What to work on:
Answer these questions from the matrix rotation post below:
(a) Which two steps does the post combine to rotate a matrix 90 degrees clockwise?
(b) For the anti-clockwise rotation, what is reversed instead of the rows?
(c) How many possible solutions does the post say there are for rotation by 180?

Selected excerpt:
::::

Scala Style: Matrix Rotation and Spirals .Post -5

vikrant
vikrant
Mar 15 · 5 min read

This post is 4th in the series I am writing to make on boarding to scala a little easier. Target reader of this post is someone who has experience in some other language (like java) and finding it hard to appreciate/understand scala. I was one of them few years back.

If you are someone who is just starting to learn programming and picked up scala as her/his first language.. you can still read this article, but you may be writing better code then one you find in this page.

Continuing on our discussion on matrix, lets try to solve some more confusing problems. Rotations & Spiral. Problems like Clockwise rotate by 90 or anti-clock wise rotate by 90 etc.

Like with any other problem, first we need to findout a solution without bringing language in mind. How would we rotate a matrix. First thing comes to mind it compute the actual rotation. Rotate each layer etc. Thats one way. But there are easier way of doing it. (we will visit layered approach when we discuss spiral). Let see how matrix looks before and after rotation.

Lets try to find a pattern. Do you see it somehow related with matrix transpose ? Transpose is the matrix you get when you flip it over diagonal. For matrix above transpose will be.

Look hard on transpose now. If we reverse the rows we get the 90 degree rotated matrix.

Thats it. Thats the 90 degree clockwise rotation for you. Take transpose and reverse row. Lets see the code

taking transpose

def transpose(m: List[List[Int]]): List[List[Int]] = {
(0 until m.head.size toList) map { c =>
(0 until m.size toList) map { r =>
m(r)(c)
}
}
}

reversing rows

def reverseRows(m: List[List[Int]]): List[List[Int]] = m.map(_.reverse)

With those two defined rotateBy90Clockwise is

def rotateBy90ClockWise(m: List[List[Int]]): List[List[Int]] = reverseRows(transpose(m))

Cant be simpler!!!

How to do it anti clockwise. Well it is reversing columns instead of rows

But wait a minute.. how to reverse a column?? We are using immutable design. Remember we dont need to replace members, we need to identify the correct element and just populate the new matrix.

def reverseCols(m: List[List[Int]]): List[List[Int]] = {
val rows = m.size -1
val cols = m.head.size - 1
(0 to rows toList).map { r =>
(0 to cols toList).map { c =>
m(rows-r)(c)
}
}
}

With transpose already defined, final function is

def rotateBy90AntiClockwise(m: List[List[Int]]): List[List[Int]] = reverseCols(transpose(m))

Take a break and compare it with a java and c++ solution. I am sure you will find it less error prone and more readable.

For rotation by 180, I am not explaining the solution. I will let code talk. If you are following what is discussed till this point, I am sure you will understand it. There are 4 possible solutions.

::::

Data entries:
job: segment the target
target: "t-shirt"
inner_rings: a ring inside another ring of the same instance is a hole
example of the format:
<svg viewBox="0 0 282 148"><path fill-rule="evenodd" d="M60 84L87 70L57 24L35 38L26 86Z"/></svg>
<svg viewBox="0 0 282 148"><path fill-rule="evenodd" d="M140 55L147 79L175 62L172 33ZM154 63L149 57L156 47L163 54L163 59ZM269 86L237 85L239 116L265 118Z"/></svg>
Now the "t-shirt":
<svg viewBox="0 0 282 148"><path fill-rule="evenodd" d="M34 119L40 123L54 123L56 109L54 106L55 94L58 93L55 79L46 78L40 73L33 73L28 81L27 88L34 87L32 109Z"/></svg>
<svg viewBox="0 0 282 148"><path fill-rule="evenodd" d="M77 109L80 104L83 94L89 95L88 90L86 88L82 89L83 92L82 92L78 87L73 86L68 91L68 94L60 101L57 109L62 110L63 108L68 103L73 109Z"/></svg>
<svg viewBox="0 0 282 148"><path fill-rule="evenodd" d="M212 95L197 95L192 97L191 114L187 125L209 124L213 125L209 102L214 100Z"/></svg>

::::

Task result:
(a) Taking the transpose and then reversing the rows.
(b) The columns.
(c) Four.